Supplied information Start Marker
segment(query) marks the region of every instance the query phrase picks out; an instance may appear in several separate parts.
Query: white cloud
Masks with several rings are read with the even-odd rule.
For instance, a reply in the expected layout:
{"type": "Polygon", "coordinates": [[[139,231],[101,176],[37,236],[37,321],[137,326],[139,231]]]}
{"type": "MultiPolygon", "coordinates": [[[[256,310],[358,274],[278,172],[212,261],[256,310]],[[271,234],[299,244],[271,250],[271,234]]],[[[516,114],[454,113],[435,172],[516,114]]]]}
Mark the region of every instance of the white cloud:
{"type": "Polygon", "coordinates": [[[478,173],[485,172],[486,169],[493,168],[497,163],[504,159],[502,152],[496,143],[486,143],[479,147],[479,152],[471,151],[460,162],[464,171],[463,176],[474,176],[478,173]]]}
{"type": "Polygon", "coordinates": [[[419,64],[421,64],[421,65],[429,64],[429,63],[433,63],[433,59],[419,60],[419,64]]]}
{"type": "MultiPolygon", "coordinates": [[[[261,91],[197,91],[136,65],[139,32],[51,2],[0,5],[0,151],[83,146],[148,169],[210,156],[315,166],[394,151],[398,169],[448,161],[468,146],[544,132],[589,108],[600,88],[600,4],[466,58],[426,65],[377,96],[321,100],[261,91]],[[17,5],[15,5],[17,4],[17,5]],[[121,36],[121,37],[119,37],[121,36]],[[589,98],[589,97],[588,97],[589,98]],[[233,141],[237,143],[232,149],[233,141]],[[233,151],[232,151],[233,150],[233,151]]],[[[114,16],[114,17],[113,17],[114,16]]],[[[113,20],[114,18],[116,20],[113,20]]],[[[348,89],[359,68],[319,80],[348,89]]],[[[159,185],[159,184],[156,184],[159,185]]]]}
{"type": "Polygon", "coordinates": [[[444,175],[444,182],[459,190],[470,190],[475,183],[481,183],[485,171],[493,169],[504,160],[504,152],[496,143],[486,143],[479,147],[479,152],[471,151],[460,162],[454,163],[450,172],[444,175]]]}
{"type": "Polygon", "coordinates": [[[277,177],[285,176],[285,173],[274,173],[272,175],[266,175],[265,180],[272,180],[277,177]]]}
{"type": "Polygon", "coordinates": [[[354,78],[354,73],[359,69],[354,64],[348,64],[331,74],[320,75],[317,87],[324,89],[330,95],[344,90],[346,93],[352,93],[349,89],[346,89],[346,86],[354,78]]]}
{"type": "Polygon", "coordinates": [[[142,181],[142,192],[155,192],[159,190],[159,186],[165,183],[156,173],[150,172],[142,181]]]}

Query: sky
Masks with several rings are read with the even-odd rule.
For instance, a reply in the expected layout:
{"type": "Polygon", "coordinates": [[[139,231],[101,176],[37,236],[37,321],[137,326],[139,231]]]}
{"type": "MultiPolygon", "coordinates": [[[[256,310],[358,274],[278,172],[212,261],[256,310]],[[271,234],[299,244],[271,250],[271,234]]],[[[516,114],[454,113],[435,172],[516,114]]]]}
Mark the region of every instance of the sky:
Supplied information End Marker
Assigned task: Print every line of the records exactly. Omit nothing.

Expected answer:
segment(query) marks the region of every instance the query phrase picks out; an instance may appear in several separate parts.
Query: white cloud
Masks with several rings are read with the even-odd rule.
For instance, a reply in the expected layout:
{"type": "Polygon", "coordinates": [[[139,231],[101,176],[37,236],[37,321],[137,326],[139,231]]]}
{"type": "MultiPolygon", "coordinates": [[[[256,310],[358,274],[278,172],[212,261],[256,310]],[[271,234],[299,244],[271,250],[271,234]]],[[[516,114],[454,113],[435,172],[516,114]]]]}
Mark the region of every instance of the white cloud:
{"type": "Polygon", "coordinates": [[[478,173],[485,172],[486,169],[493,168],[497,163],[504,159],[502,152],[496,143],[486,143],[479,147],[479,152],[471,151],[460,162],[464,171],[463,176],[474,176],[478,173]]]}
{"type": "Polygon", "coordinates": [[[419,64],[421,64],[421,65],[429,64],[429,63],[433,63],[433,59],[419,60],[419,64]]]}
{"type": "MultiPolygon", "coordinates": [[[[261,91],[197,91],[136,65],[139,32],[51,2],[0,5],[0,151],[83,146],[148,169],[210,156],[315,166],[394,151],[398,169],[448,161],[468,146],[544,132],[589,108],[600,88],[600,4],[466,58],[426,65],[377,96],[321,100],[261,91]],[[17,5],[15,5],[17,4],[17,5]],[[121,36],[121,37],[119,37],[121,36]],[[589,98],[589,97],[588,97],[589,98]],[[233,141],[237,143],[232,149],[233,141]],[[233,151],[232,151],[233,150],[233,151]]],[[[114,16],[114,17],[113,17],[114,16]]],[[[113,20],[114,18],[116,20],[113,20]]],[[[348,89],[359,68],[319,80],[348,89]]],[[[159,185],[159,184],[156,184],[159,185]]]]}
{"type": "Polygon", "coordinates": [[[444,175],[444,182],[459,190],[470,190],[475,183],[481,183],[485,171],[493,169],[504,160],[504,152],[496,143],[486,143],[479,147],[479,152],[471,151],[460,162],[454,163],[450,172],[444,175]]]}
{"type": "Polygon", "coordinates": [[[277,177],[285,176],[285,173],[274,173],[272,175],[266,175],[265,180],[272,180],[277,177]]]}
{"type": "Polygon", "coordinates": [[[354,78],[354,73],[359,69],[354,64],[348,64],[331,74],[320,75],[317,87],[324,89],[330,95],[344,90],[346,93],[352,93],[349,89],[346,89],[346,86],[354,78]]]}
{"type": "Polygon", "coordinates": [[[142,181],[142,192],[155,192],[159,190],[159,186],[165,183],[156,173],[150,172],[142,181]]]}

Query: sky
Masks with several rings are read with the even-odd rule.
For instance, a reply in the expected layout:
{"type": "Polygon", "coordinates": [[[139,231],[101,176],[37,236],[37,321],[137,326],[139,231]]]}
{"type": "MultiPolygon", "coordinates": [[[[256,310],[358,274],[278,172],[212,261],[256,310]],[[271,234],[299,244],[271,250],[271,234]]],[[[516,114],[454,113],[435,172],[516,114]]]]}
Mark the region of every instance of the sky:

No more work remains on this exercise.